— Start of EXTRACTED MATERIAL —

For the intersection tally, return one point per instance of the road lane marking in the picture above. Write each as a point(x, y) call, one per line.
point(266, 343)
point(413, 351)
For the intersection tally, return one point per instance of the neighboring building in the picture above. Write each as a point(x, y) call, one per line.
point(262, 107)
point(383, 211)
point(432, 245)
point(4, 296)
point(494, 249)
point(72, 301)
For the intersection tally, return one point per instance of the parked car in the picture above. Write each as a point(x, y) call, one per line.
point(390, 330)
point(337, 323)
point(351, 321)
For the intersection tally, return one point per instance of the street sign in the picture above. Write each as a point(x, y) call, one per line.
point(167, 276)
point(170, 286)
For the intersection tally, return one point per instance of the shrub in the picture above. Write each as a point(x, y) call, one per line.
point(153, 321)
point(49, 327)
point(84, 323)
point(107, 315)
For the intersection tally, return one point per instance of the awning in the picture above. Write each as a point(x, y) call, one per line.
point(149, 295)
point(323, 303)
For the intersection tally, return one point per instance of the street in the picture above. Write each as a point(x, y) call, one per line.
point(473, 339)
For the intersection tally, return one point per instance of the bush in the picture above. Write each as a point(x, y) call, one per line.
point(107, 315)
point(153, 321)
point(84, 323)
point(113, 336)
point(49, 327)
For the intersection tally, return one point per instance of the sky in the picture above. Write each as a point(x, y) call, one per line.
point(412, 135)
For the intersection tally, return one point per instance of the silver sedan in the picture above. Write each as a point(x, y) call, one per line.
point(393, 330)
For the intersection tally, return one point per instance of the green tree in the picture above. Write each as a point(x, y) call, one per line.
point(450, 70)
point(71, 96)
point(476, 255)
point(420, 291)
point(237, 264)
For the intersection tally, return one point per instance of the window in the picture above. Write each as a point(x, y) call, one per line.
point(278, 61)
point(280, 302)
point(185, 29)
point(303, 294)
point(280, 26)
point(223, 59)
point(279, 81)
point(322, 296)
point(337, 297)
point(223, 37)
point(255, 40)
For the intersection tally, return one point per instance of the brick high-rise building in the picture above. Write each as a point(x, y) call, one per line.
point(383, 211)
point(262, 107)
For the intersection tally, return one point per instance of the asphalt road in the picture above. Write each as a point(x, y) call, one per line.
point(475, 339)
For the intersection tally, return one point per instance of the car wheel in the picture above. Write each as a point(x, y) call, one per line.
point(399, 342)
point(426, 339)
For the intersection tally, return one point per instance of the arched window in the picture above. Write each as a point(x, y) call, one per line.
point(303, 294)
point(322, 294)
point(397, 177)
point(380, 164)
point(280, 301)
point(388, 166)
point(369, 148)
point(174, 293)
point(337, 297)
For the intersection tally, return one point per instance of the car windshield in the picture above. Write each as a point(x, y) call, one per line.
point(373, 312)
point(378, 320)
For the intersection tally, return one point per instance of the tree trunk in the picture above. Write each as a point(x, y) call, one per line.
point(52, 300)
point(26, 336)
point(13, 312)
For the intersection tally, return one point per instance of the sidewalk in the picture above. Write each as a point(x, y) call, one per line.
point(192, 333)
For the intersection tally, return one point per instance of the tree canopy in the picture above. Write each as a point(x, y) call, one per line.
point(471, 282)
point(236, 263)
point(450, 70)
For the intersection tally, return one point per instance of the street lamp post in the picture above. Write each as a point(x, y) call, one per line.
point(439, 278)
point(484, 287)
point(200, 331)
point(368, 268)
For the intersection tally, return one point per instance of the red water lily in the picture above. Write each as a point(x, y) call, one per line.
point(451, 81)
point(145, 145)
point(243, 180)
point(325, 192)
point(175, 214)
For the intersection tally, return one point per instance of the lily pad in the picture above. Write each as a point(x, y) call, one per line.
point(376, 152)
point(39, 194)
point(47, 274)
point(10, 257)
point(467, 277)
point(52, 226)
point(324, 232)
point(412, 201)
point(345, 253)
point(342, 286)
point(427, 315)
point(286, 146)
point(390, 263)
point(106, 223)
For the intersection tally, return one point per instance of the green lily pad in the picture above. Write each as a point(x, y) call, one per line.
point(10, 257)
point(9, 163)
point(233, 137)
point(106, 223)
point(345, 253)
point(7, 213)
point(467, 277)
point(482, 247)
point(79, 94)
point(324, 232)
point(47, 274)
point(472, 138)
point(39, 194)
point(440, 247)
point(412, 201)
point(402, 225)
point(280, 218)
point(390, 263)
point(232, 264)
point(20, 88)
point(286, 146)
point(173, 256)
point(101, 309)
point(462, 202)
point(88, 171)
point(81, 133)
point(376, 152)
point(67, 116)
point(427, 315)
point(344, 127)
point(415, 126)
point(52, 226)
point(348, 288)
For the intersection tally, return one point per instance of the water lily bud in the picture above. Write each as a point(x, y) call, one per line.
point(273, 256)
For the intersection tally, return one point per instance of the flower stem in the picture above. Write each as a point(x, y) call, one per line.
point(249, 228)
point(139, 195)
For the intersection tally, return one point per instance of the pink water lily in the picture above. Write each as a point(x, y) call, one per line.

— End of EXTRACTED MATERIAL —

> _WHAT THIS TASK INVOLVES_: Edit the records above by changing every occurrence of "intersection tally" to "scene inventory", then reproduce all of their lines with nothing else altered.

> _SOLVED PROBLEM_:
For the scene inventory, return one point per instance of the road lane marking in the picture above. Write each as a point(x, y) call, one per line.
point(266, 343)
point(413, 351)
For the scene inventory, return one point per instance of the neighboring building in the picture above. Write each as a point(x, y) call, one per line.
point(262, 107)
point(383, 211)
point(432, 245)
point(4, 296)
point(494, 249)
point(72, 301)
For the scene inventory, return one point per instance of the parked car in the picture above. Write each as a point(x, y) call, one per line.
point(390, 330)
point(337, 323)
point(351, 321)
For the scene inventory, return one point per instance of the street sign in the picture above. Write each as a point(x, y) call, one per line.
point(167, 276)
point(170, 286)
For the scene inventory, return one point per instance of the shrub in the picture above. Write each as a point(x, y) call, one per line.
point(153, 321)
point(49, 327)
point(84, 323)
point(107, 315)
For the scene inventory, return one point per instance of the awning in the picture above. Write each as a point(x, y) call, one per line.
point(149, 295)
point(323, 303)
For the scene inventory, return one point per instance of the street in the picture above. Write each as a point(x, y) call, one per line.
point(473, 339)
For the scene inventory, return one point per instance of the bush in the picture above. Write each as a point(x, y) call, one per line.
point(107, 315)
point(153, 321)
point(84, 323)
point(113, 336)
point(49, 327)
For the scene inventory, return one point per instance of the sky in the picture above. Write each as a point(x, y) call, one per line.
point(412, 135)
For the scene inventory, return one point per instance of the silver sedan in the picture above. Write each as a point(x, y) call, one per line.
point(393, 330)
For the scene inventory, return one point per instance of the green tree in the picture above. Write each as a point(x, y) call, one per line.
point(450, 70)
point(71, 96)
point(476, 255)
point(420, 291)
point(237, 264)
For the scene inventory, return one point per instance of the window in the picture above. Write each as a point(x, y) call, one per line.
point(278, 61)
point(280, 302)
point(185, 29)
point(303, 294)
point(280, 26)
point(223, 59)
point(279, 81)
point(322, 296)
point(337, 297)
point(223, 37)
point(255, 40)
For the scene inventory, return one point per instance of the brick high-rise building in the picture above. Write each as a point(x, y) call, one per line.
point(383, 211)
point(262, 107)
For the scene inventory, return one point per instance of the asphalt road in the picture above. Write each as a point(x, y) call, one per line.
point(475, 339)
For the scene inventory, return one point per instance of the car wheel in the picture above. Write each as a point(x, y) call, one per line.
point(399, 342)
point(426, 339)
For the scene inventory, return one point per instance of the arched window in the picture above. Write each as a point(x, y) call, one per line.
point(303, 294)
point(322, 294)
point(397, 177)
point(380, 164)
point(280, 301)
point(388, 166)
point(369, 148)
point(174, 293)
point(337, 297)
For the scene inventory, return one point per instance of the car windshield in the picture above. Write each as a point(x, y) call, one per line.
point(373, 312)
point(378, 320)
For the scene inventory, return one point per instance of the tree trunk in the picture above. Write each as a point(x, y) call, one per line.
point(52, 300)
point(26, 336)
point(13, 312)
For the scene inventory, return one point per instance of the sidewalk in the picture above. Write each as a point(x, y) call, one per line.
point(192, 333)
For the scene inventory, return one point per instance of the tree canopy in the picture above. Write each as a point(x, y) call, one per line.
point(471, 282)
point(236, 263)
point(450, 70)
For the scene inventory, return one point per instance of the street lamp post in the picture above. Write each as a point(x, y) call, one per line.
point(439, 278)
point(484, 287)
point(200, 331)
point(368, 268)
For the scene inventory, return one point per instance of the red water lily in the picture above. Write each as a point(x, y) call, one per line.
point(451, 81)
point(145, 145)
point(243, 180)
point(325, 192)
point(175, 214)
For the scene inventory, return one point per instance of the lily pad in the picture above. Write each as a point(x, y) call, one per line.
point(376, 152)
point(39, 194)
point(47, 274)
point(10, 257)
point(467, 277)
point(52, 226)
point(324, 232)
point(412, 201)
point(345, 253)
point(342, 286)
point(427, 315)
point(286, 146)
point(390, 263)
point(106, 223)
For the scene inventory, return one point per instance of the green lily pad in the picture above. Write each as a point(x, y) call, one per line.
point(10, 257)
point(9, 163)
point(233, 137)
point(106, 223)
point(345, 253)
point(7, 213)
point(467, 277)
point(482, 247)
point(79, 94)
point(324, 232)
point(47, 274)
point(472, 138)
point(39, 194)
point(440, 247)
point(412, 201)
point(402, 225)
point(280, 218)
point(390, 263)
point(232, 264)
point(20, 88)
point(286, 146)
point(173, 256)
point(101, 309)
point(462, 202)
point(88, 171)
point(81, 133)
point(376, 152)
point(67, 116)
point(427, 315)
point(344, 127)
point(415, 126)
point(52, 226)
point(348, 288)
For the scene inventory, return one point per instance of the water lily bud in the picture above. Write each as a point(x, y) call, one per line.
point(273, 256)
For the scene inventory, return one point per instance of the flower stem in the picture above. Write each as a point(x, y) call, one per line.
point(249, 228)
point(139, 195)
For the scene inventory, return one point per instance of the pink water lily in the picture above. Write each as a point(x, y) call, one per line.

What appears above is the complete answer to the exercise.